▶ WORK REQUIRED: In full and word for word, copy the listing; no pictures belong in the copy.

▶ DATA TO USE:

####################

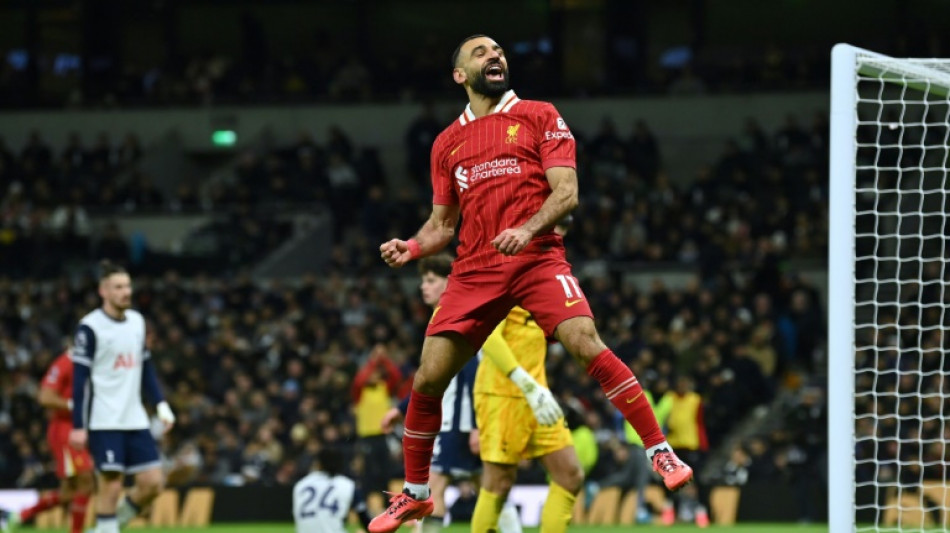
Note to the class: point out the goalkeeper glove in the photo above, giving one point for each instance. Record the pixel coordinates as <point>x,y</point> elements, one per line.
<point>542,402</point>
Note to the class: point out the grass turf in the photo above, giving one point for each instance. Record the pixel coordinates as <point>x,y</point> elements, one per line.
<point>461,528</point>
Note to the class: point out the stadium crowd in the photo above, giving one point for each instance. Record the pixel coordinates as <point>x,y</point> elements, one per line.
<point>262,374</point>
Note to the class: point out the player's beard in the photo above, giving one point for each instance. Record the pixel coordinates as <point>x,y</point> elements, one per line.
<point>491,89</point>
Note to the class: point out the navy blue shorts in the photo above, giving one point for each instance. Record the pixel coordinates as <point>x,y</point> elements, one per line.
<point>128,451</point>
<point>452,456</point>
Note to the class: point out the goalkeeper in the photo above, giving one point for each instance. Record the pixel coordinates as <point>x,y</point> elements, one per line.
<point>512,429</point>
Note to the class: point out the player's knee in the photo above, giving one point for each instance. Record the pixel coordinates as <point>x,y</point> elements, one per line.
<point>575,479</point>
<point>582,341</point>
<point>150,484</point>
<point>500,485</point>
<point>570,478</point>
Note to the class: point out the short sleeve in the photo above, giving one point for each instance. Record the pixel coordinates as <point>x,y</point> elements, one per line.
<point>557,141</point>
<point>84,346</point>
<point>443,191</point>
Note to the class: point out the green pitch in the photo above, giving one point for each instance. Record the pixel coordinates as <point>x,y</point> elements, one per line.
<point>463,528</point>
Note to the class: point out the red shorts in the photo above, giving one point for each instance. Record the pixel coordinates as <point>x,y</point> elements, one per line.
<point>474,302</point>
<point>69,461</point>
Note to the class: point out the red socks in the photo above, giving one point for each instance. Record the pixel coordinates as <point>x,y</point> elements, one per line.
<point>623,390</point>
<point>423,420</point>
<point>47,500</point>
<point>77,512</point>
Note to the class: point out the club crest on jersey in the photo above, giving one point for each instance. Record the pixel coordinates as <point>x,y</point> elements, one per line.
<point>461,176</point>
<point>512,134</point>
<point>124,360</point>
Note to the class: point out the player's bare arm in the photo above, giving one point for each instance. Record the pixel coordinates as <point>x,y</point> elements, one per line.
<point>563,200</point>
<point>433,236</point>
<point>49,399</point>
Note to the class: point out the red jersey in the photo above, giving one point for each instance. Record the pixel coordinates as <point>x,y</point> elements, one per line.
<point>59,377</point>
<point>493,167</point>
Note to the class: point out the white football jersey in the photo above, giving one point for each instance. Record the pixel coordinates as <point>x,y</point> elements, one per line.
<point>322,503</point>
<point>114,351</point>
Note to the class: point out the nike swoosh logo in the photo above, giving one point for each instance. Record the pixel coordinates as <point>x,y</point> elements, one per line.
<point>631,400</point>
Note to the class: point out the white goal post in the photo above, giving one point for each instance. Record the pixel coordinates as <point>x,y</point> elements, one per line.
<point>889,294</point>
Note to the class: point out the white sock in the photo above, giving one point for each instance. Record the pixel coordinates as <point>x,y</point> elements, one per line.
<point>126,512</point>
<point>107,524</point>
<point>419,491</point>
<point>661,446</point>
<point>509,521</point>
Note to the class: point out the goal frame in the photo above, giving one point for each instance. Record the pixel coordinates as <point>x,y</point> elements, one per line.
<point>847,62</point>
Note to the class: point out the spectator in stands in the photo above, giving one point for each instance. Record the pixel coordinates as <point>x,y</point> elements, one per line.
<point>419,138</point>
<point>686,432</point>
<point>373,390</point>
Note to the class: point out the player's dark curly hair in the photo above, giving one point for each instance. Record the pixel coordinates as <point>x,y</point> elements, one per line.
<point>108,268</point>
<point>438,264</point>
<point>458,49</point>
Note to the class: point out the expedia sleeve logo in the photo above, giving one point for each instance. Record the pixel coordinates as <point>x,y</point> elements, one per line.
<point>561,133</point>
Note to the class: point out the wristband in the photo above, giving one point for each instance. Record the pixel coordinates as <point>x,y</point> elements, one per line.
<point>414,249</point>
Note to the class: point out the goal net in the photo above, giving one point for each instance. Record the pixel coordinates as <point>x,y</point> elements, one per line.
<point>889,293</point>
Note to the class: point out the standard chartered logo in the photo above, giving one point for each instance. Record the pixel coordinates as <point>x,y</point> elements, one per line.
<point>490,169</point>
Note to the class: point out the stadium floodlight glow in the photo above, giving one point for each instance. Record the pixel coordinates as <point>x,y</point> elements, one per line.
<point>888,293</point>
<point>224,137</point>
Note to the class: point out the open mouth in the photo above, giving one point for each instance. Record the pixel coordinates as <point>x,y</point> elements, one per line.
<point>494,72</point>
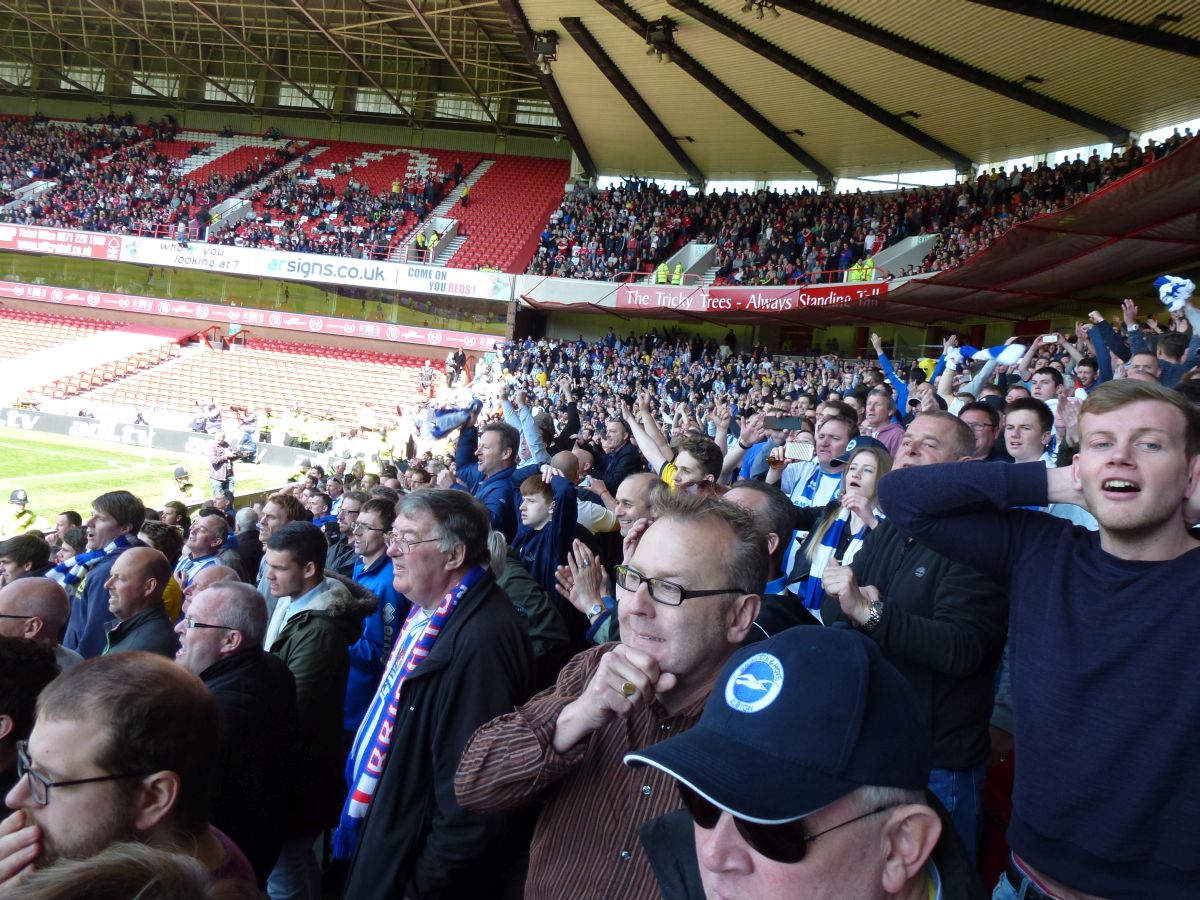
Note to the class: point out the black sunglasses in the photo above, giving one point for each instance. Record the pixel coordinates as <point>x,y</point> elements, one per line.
<point>784,843</point>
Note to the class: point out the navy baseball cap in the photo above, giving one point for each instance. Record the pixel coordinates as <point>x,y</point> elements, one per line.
<point>858,444</point>
<point>796,723</point>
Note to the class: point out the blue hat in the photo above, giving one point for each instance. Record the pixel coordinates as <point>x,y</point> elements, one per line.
<point>858,444</point>
<point>796,723</point>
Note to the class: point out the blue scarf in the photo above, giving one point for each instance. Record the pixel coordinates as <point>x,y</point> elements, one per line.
<point>826,553</point>
<point>373,741</point>
<point>72,573</point>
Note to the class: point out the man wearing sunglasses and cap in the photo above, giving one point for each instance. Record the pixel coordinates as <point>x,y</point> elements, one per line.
<point>687,598</point>
<point>805,778</point>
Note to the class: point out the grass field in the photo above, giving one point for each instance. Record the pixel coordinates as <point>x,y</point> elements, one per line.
<point>60,472</point>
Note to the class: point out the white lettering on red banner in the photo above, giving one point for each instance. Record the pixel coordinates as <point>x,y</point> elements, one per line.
<point>33,239</point>
<point>687,298</point>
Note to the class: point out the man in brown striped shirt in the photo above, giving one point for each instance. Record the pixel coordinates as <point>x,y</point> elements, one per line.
<point>688,595</point>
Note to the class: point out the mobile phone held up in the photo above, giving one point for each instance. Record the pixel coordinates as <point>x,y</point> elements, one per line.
<point>783,423</point>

####################

▶ ANSWER BOX:
Note to the class: point out the goalkeeper glove in the photo above, giving one point for each instance. Record the pixel coordinates as <point>x,y</point> elements, one per line.
<point>542,402</point>
Note to the class: point out the grass turf in the photo above, giving one point for each instance. Record the pixel coordinates as <point>x,y</point> elements, one per line.
<point>461,528</point>
Note to the class: point out the stadium crowd in the photo above, giving one point for each instance. Record the pixel coordinates as <point>x,y</point> elements, one per line.
<point>262,374</point>
Note to the class: point out the player's beard in the photo above, giving one point for each instance. Record the pixel coordinates as <point>x,y</point> elements, one per line.
<point>491,89</point>
Note to the class: point out the navy blue shorts in the photo above, giving one point for each instance. Record the pixel coordinates as <point>x,y</point> elements, one per line.
<point>128,451</point>
<point>452,456</point>
Note to the class: point out the goalkeeper in the photo above, giving one point for each instance. Record the pixel coordinates as <point>x,y</point> elements, one per line.
<point>512,429</point>
Note to the class: point out the player's knee in the photo above, giving one point for each instance. Record the pixel coordinates as <point>x,y</point> elements, one per line.
<point>575,479</point>
<point>582,341</point>
<point>150,484</point>
<point>500,485</point>
<point>570,478</point>
Note to the class: point out the short sleeve in the photo above, giving one point for each instance. Record the pixel coordinates as <point>x,y</point> elements, one per line.
<point>557,141</point>
<point>84,346</point>
<point>443,191</point>
Note to the class: point out the green pitch in the photo above, giving one point for each instance. Record the pixel coordinates as <point>x,y</point> elements, one per line.
<point>463,528</point>
Note to the class: point out the red shorts in the photo above, giving one point for each instance. Record the pixel coordinates as <point>x,y</point> elements, one per line.
<point>474,302</point>
<point>69,461</point>
Note to the class: point out the red socks in the photo above, giving one point for each instance. Record the pixel coordinates as <point>x,y</point> elements, one per line.
<point>623,390</point>
<point>423,420</point>
<point>47,500</point>
<point>77,512</point>
Note to the class: point out the club crest on jersey in the photo above, giving one point for each instance. Record the pixel coordinates as <point>x,y</point> elements, one per line.
<point>461,176</point>
<point>512,134</point>
<point>124,360</point>
Note to the class: point out the player's bare arm in the photo above, giving one point for each instance. Record the pixel coordinates as <point>x,y</point> elements, one per line.
<point>563,200</point>
<point>433,236</point>
<point>49,399</point>
Note to the class: point out the red jersey in the photo above, giving one point for each instance. Record the pixel coordinates as <point>x,y</point> elements, one per line.
<point>59,377</point>
<point>493,167</point>
Note to the class: point out the white football jersey in the photo above, giving one point for each instance. Record the pixel coordinates as <point>x,y</point> elements, one per line.
<point>322,503</point>
<point>114,351</point>
Note to the class: point out the nike swoosh logo in the photo above, giving one point for each instance. Record the pixel coordinates as <point>x,y</point> elements, one per line.
<point>631,400</point>
Note to the class: point out the white goal post in the photo above, giving one point for each instance. Record the pixel coordinates as <point>x,y</point> elements, one per line.
<point>889,294</point>
Note to the class: point out the white sock in the photo above, giving one point for each instance. Record the pixel coordinates as <point>x,y</point> elements, one per line.
<point>126,512</point>
<point>107,524</point>
<point>419,491</point>
<point>661,446</point>
<point>509,521</point>
Note to the class: point out the goal frame in the photo above, giving one point for each instance. Record the pixel coordinates as <point>x,y</point> elements, one per line.
<point>847,62</point>
Note to the class: point out the spectator in stands in the photo above, giving one point for each instance. Record the pixel coordinates as <point>x,y</point> elements, one per line.
<point>419,138</point>
<point>686,432</point>
<point>373,390</point>
Note to the class: point out the player's dark curly hair in the photo above, giving one point for each instance. Record the pixel coordinates as <point>x,y</point> elements, one per line.
<point>108,268</point>
<point>438,264</point>
<point>458,49</point>
Note to the class: point out the expedia sleeve logo in the photo above, giving one point for each instance. Record the pixel coordinates as <point>x,y</point> elements, one per line.
<point>561,133</point>
Note to the class: point out the wristband in the photo above, giving one point for each instance. Record the pixel coordinates as <point>x,y</point> elements, one per line.
<point>414,249</point>
Note to the class: point out the goal net in the photo above, giving one point for each instance. Record the pixel coordinates as <point>x,y</point> elements, one per line.
<point>889,293</point>
Note to the class: point out the standard chartered logo in the photo above, giving one point for each instance. Record the pixel coordinates as <point>x,y</point> elements, one per line.
<point>490,169</point>
Note to the class: point out the stadium floodlight glow in the photo above, giving one point for each instance. Record the pixel coordinates as <point>x,y</point> elements, one per line.
<point>888,293</point>
<point>224,137</point>
Note to the class: point out the open mouth in the photo above, giving one point for each instance. Record the pixel coordinates as <point>x,y</point> elements, one per line.
<point>494,72</point>
Note to the class: point out the black sunglasses in the photo above, giving one point for each instance. Record the pixel coordinates as <point>x,y</point> elements, one per line.
<point>784,843</point>
Note to the class: point out the navy baseball cap in the photo above, giving one point for each instance. Record the pixel coordinates as <point>x,y</point> elements, one per line.
<point>858,444</point>
<point>796,723</point>
Note to the class: point out the blue hat in the photo above, giving one point for each instance. Record the pixel coordinates as <point>x,y</point> elements, one per line.
<point>858,444</point>
<point>796,723</point>
Note to the class: point out the blue scarf in the photo above, giving one point for each instance. Record the pixel coordinates as <point>x,y</point> elements, one per line.
<point>826,553</point>
<point>373,741</point>
<point>72,573</point>
Note to the class: point out the man wearing sunglasses and cap in the photo above, giving one point for each instance. Record the pixel coordinates as <point>x,y</point> elements, one per line.
<point>687,598</point>
<point>805,778</point>
Note to the class: point out the grass field in the photo above, giving one point for each instance. Record the pixel coordinates as <point>x,y</point> elements, one per line.
<point>60,472</point>
Note to the class: point out the white lettering on red banner in the photo above, giving one point for each instance. Record the pixel coordinates as <point>x,y</point> elements, one per line.
<point>33,239</point>
<point>687,298</point>
Note to the class: point out the man in brown striped shirt in the photo above, giving one point for each instance. Record the pixel coordinates as <point>x,y</point> elements, one per line.
<point>688,595</point>
Note to the class: point out the mobile phone held up in the photo above, giving one point for each instance. Record the pixel coordinates as <point>x,y</point> elements, one per line.
<point>783,423</point>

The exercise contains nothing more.